▶ **Items from a dataset**:
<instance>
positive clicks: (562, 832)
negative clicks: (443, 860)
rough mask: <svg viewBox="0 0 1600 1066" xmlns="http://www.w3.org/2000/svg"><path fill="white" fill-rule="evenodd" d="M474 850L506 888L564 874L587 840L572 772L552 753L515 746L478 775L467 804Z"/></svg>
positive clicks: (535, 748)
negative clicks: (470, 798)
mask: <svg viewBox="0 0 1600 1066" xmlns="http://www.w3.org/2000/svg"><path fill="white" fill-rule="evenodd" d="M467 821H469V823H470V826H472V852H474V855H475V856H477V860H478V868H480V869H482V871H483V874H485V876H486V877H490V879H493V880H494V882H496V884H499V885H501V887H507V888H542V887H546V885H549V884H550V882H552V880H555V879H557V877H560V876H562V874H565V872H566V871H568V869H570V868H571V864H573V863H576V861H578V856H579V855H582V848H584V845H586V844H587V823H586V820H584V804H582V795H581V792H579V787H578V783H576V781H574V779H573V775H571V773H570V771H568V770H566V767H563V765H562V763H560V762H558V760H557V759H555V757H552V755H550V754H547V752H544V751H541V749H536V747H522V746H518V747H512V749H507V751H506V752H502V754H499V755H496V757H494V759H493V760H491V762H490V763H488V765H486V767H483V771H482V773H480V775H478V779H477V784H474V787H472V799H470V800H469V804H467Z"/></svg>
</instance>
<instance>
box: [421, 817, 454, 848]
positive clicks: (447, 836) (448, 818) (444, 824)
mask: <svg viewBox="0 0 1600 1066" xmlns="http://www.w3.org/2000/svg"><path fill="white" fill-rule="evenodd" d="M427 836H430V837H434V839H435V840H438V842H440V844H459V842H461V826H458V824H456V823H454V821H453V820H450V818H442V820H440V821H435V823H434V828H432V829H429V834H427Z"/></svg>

▶ **Activity**:
Having output the line that contains "positive clicks: (535, 748)", stop. Every line before it, back to the first line of the data, must be reproduced exactly.

▶ **Task result**:
<instance>
positive clicks: (562, 832)
negative clicks: (443, 860)
rough mask: <svg viewBox="0 0 1600 1066" xmlns="http://www.w3.org/2000/svg"><path fill="white" fill-rule="evenodd" d="M474 850L506 888L564 874L587 840L572 772L552 753L515 746L478 775L467 804Z"/></svg>
positive clicks: (535, 748)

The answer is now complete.